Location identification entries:
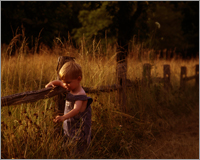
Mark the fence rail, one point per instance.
(167, 74)
(33, 96)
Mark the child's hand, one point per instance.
(59, 119)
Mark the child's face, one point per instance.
(72, 84)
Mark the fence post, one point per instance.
(60, 99)
(146, 76)
(166, 75)
(121, 71)
(197, 74)
(183, 76)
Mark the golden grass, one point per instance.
(28, 130)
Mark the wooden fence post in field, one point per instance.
(183, 76)
(197, 75)
(61, 97)
(121, 71)
(146, 75)
(166, 76)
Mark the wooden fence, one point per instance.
(122, 84)
(167, 76)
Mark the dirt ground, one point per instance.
(179, 142)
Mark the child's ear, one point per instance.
(79, 78)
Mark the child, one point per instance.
(77, 113)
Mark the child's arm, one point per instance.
(55, 83)
(72, 113)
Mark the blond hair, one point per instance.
(70, 70)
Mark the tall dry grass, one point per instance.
(27, 130)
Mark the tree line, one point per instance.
(156, 24)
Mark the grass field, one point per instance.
(158, 123)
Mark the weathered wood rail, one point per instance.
(123, 83)
(167, 74)
(33, 96)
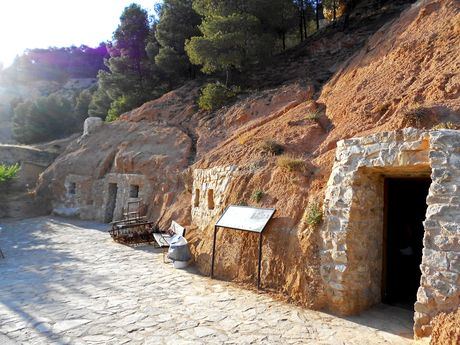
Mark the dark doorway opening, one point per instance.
(405, 209)
(111, 202)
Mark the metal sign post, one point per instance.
(243, 218)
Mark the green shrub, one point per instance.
(216, 95)
(257, 195)
(271, 147)
(44, 119)
(290, 163)
(8, 172)
(314, 214)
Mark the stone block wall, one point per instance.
(440, 283)
(351, 254)
(209, 186)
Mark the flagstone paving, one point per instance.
(66, 282)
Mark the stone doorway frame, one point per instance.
(351, 253)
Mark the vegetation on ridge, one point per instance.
(149, 56)
(8, 172)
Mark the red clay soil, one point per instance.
(406, 75)
(446, 329)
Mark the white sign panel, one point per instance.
(246, 218)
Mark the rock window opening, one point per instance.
(210, 199)
(196, 202)
(133, 191)
(111, 202)
(72, 188)
(405, 209)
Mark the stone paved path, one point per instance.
(66, 282)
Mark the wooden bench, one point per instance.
(133, 228)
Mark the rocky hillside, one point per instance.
(367, 79)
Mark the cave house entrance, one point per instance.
(404, 213)
(111, 202)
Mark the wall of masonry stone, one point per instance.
(440, 283)
(351, 255)
(91, 197)
(216, 179)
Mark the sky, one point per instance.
(59, 23)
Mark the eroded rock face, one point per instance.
(16, 196)
(351, 254)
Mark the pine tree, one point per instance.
(132, 77)
(232, 37)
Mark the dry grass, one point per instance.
(272, 147)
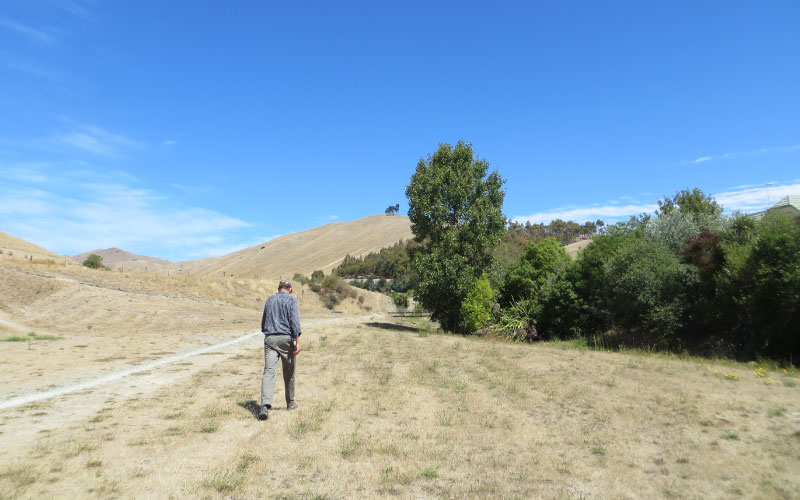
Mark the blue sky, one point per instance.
(188, 129)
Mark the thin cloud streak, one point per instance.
(756, 198)
(73, 7)
(743, 154)
(105, 213)
(31, 33)
(89, 139)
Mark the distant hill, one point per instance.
(319, 248)
(17, 248)
(573, 248)
(116, 258)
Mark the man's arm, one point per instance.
(294, 320)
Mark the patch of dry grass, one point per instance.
(385, 412)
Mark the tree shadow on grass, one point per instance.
(392, 326)
(252, 406)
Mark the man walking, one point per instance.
(281, 327)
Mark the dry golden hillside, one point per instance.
(117, 259)
(16, 248)
(319, 248)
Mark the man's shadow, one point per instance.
(252, 406)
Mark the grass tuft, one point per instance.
(225, 481)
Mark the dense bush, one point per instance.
(391, 264)
(539, 263)
(477, 306)
(688, 279)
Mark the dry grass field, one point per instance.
(388, 408)
(153, 406)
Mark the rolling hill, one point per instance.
(17, 248)
(116, 258)
(303, 252)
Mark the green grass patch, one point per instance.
(429, 473)
(225, 481)
(31, 337)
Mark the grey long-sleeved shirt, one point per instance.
(281, 316)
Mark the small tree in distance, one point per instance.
(94, 261)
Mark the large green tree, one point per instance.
(455, 207)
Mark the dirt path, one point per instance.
(28, 415)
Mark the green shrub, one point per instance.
(300, 278)
(539, 262)
(330, 300)
(94, 261)
(400, 300)
(477, 306)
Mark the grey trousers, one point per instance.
(276, 346)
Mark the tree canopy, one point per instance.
(455, 207)
(94, 261)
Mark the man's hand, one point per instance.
(296, 346)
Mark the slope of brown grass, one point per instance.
(319, 248)
(388, 410)
(15, 249)
(116, 259)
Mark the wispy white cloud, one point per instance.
(755, 198)
(746, 199)
(37, 35)
(72, 6)
(88, 139)
(69, 213)
(744, 154)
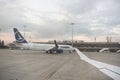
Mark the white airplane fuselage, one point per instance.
(43, 47)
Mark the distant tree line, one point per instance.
(1, 43)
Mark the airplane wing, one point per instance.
(110, 70)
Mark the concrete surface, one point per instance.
(37, 65)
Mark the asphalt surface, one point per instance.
(37, 65)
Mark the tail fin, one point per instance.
(19, 38)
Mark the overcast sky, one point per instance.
(51, 19)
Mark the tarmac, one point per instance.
(38, 65)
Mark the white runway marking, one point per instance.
(110, 70)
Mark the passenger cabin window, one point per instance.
(65, 47)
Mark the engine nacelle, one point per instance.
(59, 50)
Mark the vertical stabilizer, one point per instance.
(19, 38)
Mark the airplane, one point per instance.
(48, 48)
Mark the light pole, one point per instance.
(0, 33)
(72, 33)
(24, 30)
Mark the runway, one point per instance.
(37, 65)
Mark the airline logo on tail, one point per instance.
(19, 38)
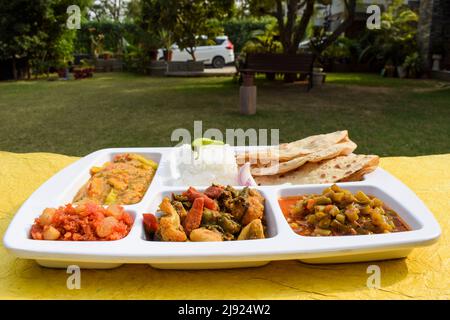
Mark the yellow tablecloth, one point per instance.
(423, 275)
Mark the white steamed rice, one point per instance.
(211, 164)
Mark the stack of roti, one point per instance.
(324, 158)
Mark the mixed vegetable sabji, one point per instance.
(339, 212)
(218, 214)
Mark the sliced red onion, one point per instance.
(245, 176)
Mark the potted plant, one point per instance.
(318, 75)
(413, 65)
(166, 38)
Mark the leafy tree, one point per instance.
(194, 20)
(184, 20)
(292, 27)
(397, 37)
(35, 31)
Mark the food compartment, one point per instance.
(73, 188)
(93, 223)
(309, 224)
(153, 208)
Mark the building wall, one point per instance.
(434, 31)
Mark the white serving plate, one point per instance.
(282, 243)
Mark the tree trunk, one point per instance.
(14, 67)
(191, 51)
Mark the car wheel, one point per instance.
(218, 62)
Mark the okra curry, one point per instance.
(338, 212)
(124, 180)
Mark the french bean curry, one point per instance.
(338, 212)
(218, 214)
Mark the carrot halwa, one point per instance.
(85, 222)
(124, 180)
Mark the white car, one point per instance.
(217, 55)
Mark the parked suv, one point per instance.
(218, 55)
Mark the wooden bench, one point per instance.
(270, 63)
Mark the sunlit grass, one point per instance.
(73, 117)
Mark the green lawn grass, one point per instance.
(389, 117)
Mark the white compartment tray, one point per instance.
(282, 243)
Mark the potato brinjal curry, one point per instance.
(338, 212)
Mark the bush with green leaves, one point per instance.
(397, 37)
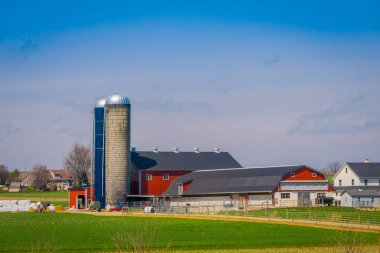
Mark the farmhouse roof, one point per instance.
(365, 169)
(183, 161)
(235, 180)
(21, 177)
(364, 193)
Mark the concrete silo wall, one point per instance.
(117, 126)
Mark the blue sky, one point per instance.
(271, 82)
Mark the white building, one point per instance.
(358, 175)
(360, 198)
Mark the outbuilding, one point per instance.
(80, 197)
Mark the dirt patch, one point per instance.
(33, 198)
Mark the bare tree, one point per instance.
(334, 166)
(14, 174)
(78, 162)
(4, 174)
(40, 176)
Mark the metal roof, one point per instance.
(235, 180)
(100, 103)
(365, 170)
(117, 99)
(182, 161)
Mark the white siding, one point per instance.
(346, 177)
(371, 181)
(259, 199)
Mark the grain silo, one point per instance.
(98, 152)
(117, 148)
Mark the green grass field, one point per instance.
(82, 233)
(333, 214)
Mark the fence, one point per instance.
(314, 214)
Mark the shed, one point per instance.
(80, 197)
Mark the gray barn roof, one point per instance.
(364, 193)
(364, 170)
(183, 161)
(231, 180)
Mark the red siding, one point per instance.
(157, 186)
(304, 174)
(186, 186)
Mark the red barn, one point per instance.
(297, 185)
(80, 197)
(154, 171)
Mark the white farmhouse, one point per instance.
(358, 175)
(360, 198)
(358, 184)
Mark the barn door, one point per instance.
(304, 199)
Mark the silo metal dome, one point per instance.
(100, 103)
(117, 99)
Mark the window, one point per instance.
(285, 195)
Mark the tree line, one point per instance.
(77, 162)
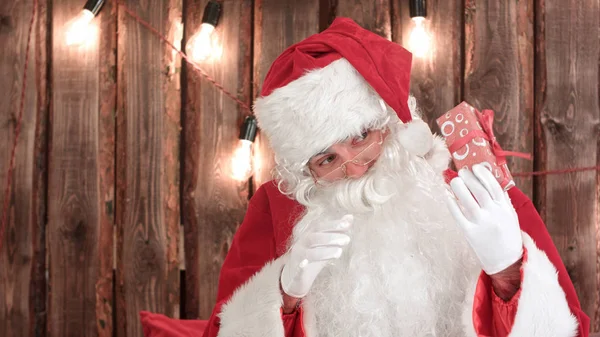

### What you are asked to do:
Show every line of the listing above that contains the word "dirt", matching case.

### Expected answer:
Mark the dirt ground, one point per instance.
Mark the dirt path, one point per instance.
Mark the dirt patch, one point per instance.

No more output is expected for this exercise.